Task description - Whenever a line below holds the word "airplane", copy that line.

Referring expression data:
|---|

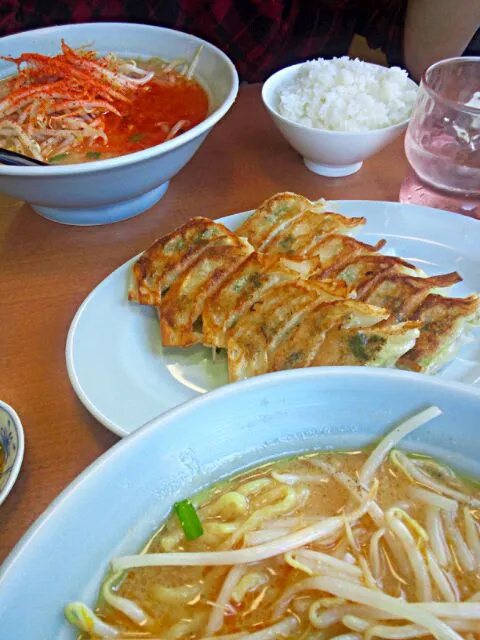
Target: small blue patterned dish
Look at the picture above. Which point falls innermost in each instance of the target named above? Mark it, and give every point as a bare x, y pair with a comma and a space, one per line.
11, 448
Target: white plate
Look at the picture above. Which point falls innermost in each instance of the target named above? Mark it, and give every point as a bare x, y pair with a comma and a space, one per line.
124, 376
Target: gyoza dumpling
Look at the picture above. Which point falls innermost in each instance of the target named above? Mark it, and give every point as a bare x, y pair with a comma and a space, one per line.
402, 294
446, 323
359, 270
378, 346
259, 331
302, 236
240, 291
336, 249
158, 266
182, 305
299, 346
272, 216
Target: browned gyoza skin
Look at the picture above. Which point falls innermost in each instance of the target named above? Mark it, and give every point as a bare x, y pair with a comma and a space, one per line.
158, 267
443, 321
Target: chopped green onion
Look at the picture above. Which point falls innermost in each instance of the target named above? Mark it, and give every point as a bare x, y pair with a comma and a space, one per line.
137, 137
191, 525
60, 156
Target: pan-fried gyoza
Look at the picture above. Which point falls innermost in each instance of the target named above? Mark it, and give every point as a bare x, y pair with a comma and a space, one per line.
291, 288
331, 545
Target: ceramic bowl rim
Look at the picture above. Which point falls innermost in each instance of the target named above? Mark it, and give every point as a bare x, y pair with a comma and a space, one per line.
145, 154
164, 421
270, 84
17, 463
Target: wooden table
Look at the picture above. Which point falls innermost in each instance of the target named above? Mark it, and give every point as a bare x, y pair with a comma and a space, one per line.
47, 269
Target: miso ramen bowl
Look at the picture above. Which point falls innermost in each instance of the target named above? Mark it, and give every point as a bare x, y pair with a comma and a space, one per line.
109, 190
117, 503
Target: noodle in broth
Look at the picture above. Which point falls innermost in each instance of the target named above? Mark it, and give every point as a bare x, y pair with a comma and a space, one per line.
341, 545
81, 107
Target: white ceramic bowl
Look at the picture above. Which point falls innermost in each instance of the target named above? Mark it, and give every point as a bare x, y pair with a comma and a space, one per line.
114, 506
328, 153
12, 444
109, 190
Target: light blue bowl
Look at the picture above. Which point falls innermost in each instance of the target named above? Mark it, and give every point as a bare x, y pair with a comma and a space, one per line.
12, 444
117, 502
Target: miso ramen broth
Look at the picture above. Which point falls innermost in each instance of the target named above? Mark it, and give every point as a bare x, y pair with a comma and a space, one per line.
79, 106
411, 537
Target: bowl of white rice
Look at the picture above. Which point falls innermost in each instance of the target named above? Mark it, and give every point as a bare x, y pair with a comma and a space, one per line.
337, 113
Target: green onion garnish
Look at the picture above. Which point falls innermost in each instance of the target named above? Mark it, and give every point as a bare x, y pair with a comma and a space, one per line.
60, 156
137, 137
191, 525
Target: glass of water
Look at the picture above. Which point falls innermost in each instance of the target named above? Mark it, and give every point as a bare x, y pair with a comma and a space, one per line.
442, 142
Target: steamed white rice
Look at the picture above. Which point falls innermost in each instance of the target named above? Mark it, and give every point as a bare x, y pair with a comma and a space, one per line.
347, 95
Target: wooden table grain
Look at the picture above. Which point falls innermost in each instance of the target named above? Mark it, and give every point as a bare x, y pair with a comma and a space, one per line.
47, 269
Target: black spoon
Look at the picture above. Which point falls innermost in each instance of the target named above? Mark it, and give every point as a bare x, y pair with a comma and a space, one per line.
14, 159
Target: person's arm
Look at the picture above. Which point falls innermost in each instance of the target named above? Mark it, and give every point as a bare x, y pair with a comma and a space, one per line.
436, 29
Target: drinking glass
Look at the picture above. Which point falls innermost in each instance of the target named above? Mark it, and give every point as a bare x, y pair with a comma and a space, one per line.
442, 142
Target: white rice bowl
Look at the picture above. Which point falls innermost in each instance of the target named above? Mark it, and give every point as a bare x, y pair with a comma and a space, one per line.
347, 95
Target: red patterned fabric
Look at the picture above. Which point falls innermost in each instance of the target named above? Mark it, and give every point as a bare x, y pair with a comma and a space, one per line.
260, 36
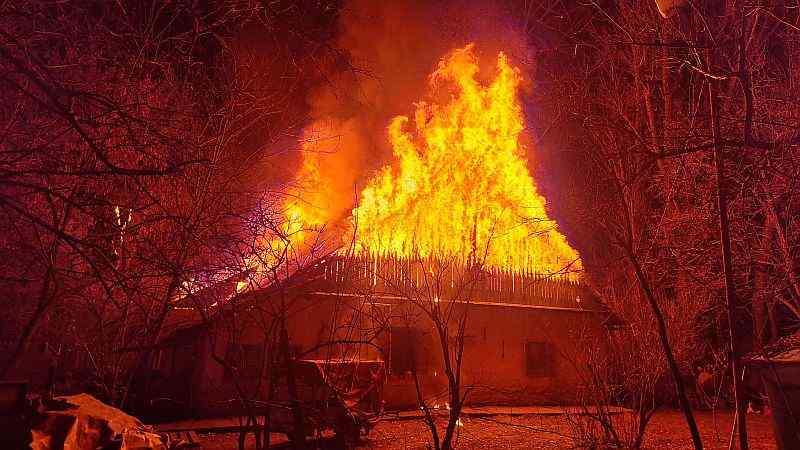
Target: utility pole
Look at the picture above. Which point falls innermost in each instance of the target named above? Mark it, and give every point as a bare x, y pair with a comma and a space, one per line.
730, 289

|---|

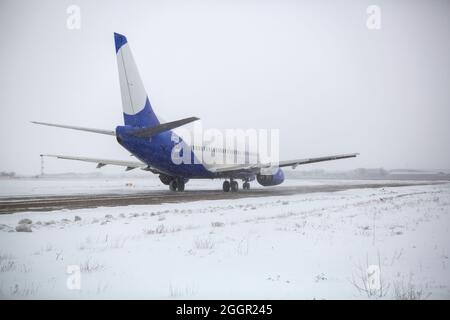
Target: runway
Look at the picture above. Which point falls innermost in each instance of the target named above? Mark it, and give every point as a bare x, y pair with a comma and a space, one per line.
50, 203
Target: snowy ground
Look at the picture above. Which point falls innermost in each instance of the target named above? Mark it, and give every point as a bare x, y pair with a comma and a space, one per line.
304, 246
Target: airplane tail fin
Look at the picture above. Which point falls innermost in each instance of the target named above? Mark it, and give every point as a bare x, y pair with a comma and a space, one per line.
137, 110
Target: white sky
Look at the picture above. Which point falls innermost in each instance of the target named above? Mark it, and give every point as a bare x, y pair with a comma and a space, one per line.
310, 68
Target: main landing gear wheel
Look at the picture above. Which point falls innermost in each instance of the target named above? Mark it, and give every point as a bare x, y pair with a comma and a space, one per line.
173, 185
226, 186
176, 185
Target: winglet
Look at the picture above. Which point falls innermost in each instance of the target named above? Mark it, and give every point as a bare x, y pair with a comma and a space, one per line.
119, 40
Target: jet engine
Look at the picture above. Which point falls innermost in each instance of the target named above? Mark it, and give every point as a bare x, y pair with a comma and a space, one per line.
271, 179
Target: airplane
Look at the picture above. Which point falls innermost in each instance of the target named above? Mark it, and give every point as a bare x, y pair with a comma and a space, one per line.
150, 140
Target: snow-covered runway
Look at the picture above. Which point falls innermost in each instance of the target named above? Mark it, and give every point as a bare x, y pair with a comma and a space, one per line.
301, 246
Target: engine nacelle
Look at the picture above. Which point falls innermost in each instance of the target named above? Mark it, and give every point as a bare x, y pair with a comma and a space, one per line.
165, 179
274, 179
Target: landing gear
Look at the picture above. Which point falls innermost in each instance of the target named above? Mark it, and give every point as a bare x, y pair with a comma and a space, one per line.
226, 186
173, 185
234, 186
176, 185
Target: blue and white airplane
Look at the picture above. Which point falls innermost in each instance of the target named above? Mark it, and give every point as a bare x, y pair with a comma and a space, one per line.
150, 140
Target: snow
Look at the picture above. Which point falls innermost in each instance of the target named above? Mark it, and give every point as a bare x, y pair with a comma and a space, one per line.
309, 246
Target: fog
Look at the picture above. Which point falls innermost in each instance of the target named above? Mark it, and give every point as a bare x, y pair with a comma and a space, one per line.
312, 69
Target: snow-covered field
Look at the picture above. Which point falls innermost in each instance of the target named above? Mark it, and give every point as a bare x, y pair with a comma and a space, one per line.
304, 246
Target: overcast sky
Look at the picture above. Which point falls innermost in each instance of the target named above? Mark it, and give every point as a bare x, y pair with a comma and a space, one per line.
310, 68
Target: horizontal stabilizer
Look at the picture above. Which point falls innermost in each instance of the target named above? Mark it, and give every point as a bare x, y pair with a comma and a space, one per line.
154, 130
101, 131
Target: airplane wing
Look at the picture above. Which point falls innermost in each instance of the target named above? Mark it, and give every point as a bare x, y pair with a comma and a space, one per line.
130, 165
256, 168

|---|

Answer to this problem -
Target: airplane tail fin
Target: airplane
Target: blue and white airplane
Target: airplane wing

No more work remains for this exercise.